◆ Exercises to complete ◆
A: Answer these from the Gipton Wood listing, one line each:
(i) On what date was the monument scheduled?
(ii) How wide and how deep is the ditch of the main, southern enclosure?
(iii) What has partly destroyed the second enclosure?
B: Reproduce the passage of the Gipton Wood listing that begins at the words "The monument includes" and stops after the words "attached map extract.".

◆ Article ◆
####################
Latitude: 53.8251 / 53°49'30"N

Longitude: -1.5054 / 1°30'19"W

OS Eastings: 432656.673609

OS Northings: 436645.485492

OS Grid: SE326366

Mapcode National: GBR BT8.4L

Mapcode Global: WHC9D.V3BZ

Entry Name: Late prehistoric enclosed settlements in Gipton Wood, at the southern end of Oakwood Drive

Scheduled Date: 18 September 1998

Source: Historic England

Source ID: 1018257

English Heritage Legacy ID: 31496

County: Leeds

Electoral Ward/Division: Roundhay

Built-Up Area: Leeds

Traditional County: Yorkshire

Lieutenancy Area (Ceremonial County): West Yorkshire

Church of England Parish: Leeds St Aidan

Church of England Diocese: Leeds

Details

The monument includes a late prehistoric enclosed settlement and the surviving
part of another. They are situated in Potter Newton at the north end of Gipton
Wood.
The main, southern enclosure has a substantial ditch with a well-defined outer
bank. The ditch is about 5m wide and 0.6m deep. The bank is 5m-6m wide and is
up to 0.5m high.
Immediately to the north is part of a second enclosure which has been partly
destroyed by a modern road and housing estate. This enclosure is bounded by a
bank approximately 4m wide and 0.3m high. An additional ditch 4m wide with an
outer bank about 4m wide and 0.2m-0.3m high is present on the west side of the
enclosure.

MAP EXTRACT
The site of the monument is shown on the attached map extract.
####################
◆ Data shown ◆
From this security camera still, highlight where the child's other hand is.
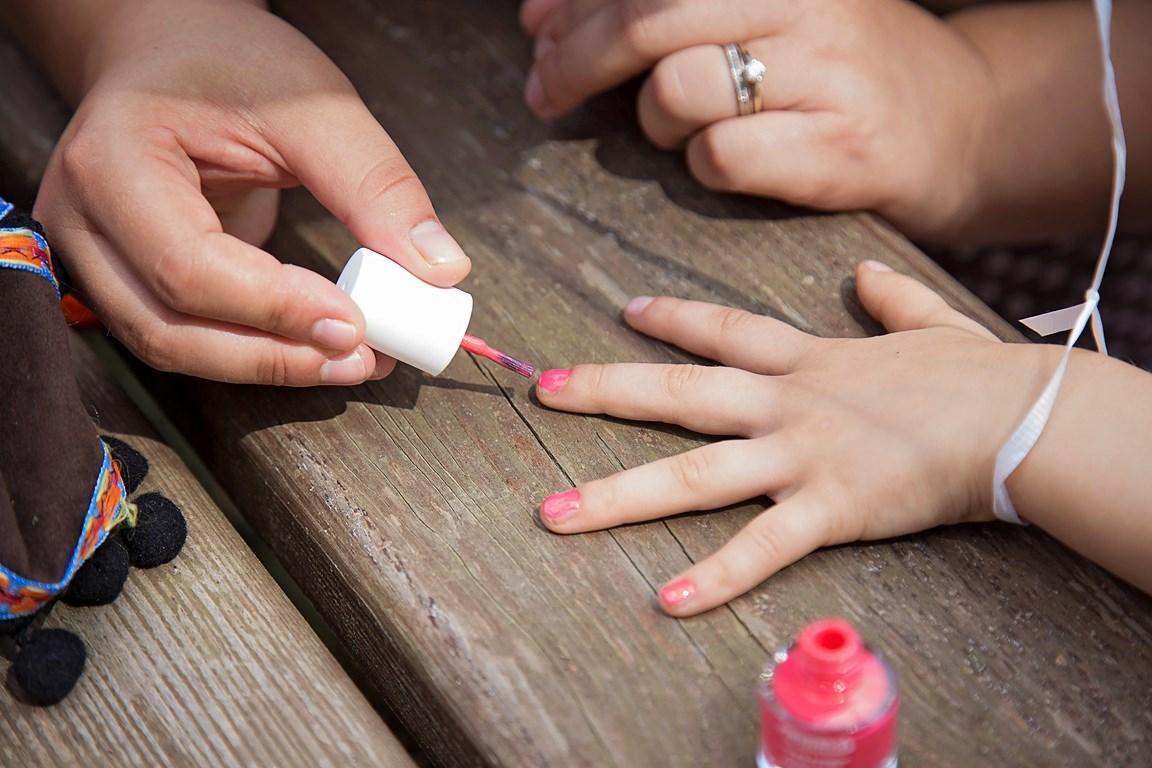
####################
◆ Results ◆
A:
(i) 18 September 1998
(ii) About 5m wide and 0.6m deep
(iii) A modern road and housing estate

B:
The monument includes a late prehistoric enclosed settlement and the surviving
part of another. They are situated in Potter Newton at the north end of Gipton
Wood.
The main, southern enclosure has a substantial ditch with a well-defined outer
bank. The ditch is about 5m wide and 0.6m deep. The bank is 5m-6m wide and is
up to 0.5m high.
Immediately to the north is part of a second enclosure which has been partly
destroyed by a modern road and housing estate. This enclosure is bounded by a
bank approximately 4m wide and 0.3m high. An additional ditch 4m wide with an
outer bank about 4m wide and 0.2m-0.3m high is present on the west side of the
enclosure.

MAP EXTRACT
The site of the monument is shown on the attached map extract.